- **Goal**
Write out all entries word for word.

- **Items from a data source**
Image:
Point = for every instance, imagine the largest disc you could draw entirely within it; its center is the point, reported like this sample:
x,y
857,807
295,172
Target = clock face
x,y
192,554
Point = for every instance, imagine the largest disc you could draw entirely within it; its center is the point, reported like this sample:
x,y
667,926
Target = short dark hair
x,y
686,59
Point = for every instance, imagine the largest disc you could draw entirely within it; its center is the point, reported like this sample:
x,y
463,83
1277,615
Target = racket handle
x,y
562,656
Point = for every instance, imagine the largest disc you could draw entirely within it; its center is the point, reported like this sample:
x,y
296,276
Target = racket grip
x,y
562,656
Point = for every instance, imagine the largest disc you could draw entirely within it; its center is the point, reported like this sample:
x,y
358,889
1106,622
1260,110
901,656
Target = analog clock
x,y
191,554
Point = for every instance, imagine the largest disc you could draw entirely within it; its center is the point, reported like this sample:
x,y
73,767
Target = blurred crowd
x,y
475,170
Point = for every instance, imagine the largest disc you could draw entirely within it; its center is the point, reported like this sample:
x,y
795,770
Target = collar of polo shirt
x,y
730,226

- **Task answer**
Image:
Point = for every instance, imagine the largest disc you could draw entirely within it; its center is the point, reported like this sample:
x,y
857,807
295,172
Target = clock face
x,y
192,554
Point = for every instance, imagine the largest disc you could draw entirely within it; its center is the point, reported like this sample:
x,y
667,926
Target = short dark hair
x,y
686,59
Point = for every instance, imagine the largest disc you could draw entirely within it; its center is the point, reported like this sample:
x,y
463,83
1277,615
Target = racket handle
x,y
562,656
Point = for every instance, imagine the largest disc you could draw entirely within it; its center is the point, reported like this sample:
x,y
296,276
Target = racket grip
x,y
562,656
Point = for every instance, imagine the largest disc you could draw entirely within it; its center is the point, reported like this sample:
x,y
358,889
1106,622
1260,110
901,656
Target = analog clock
x,y
191,554
Point = for every instance, imagine the largest disc you could draw entirely within it; its center is the point, reported like this sample:
x,y
73,767
Target = blurred crowd
x,y
475,170
Point = for every instance, imagine the largest disc you could draw entirely within it; its center is the point, reported like this sample:
x,y
795,770
Target = collar of polo shirt
x,y
730,226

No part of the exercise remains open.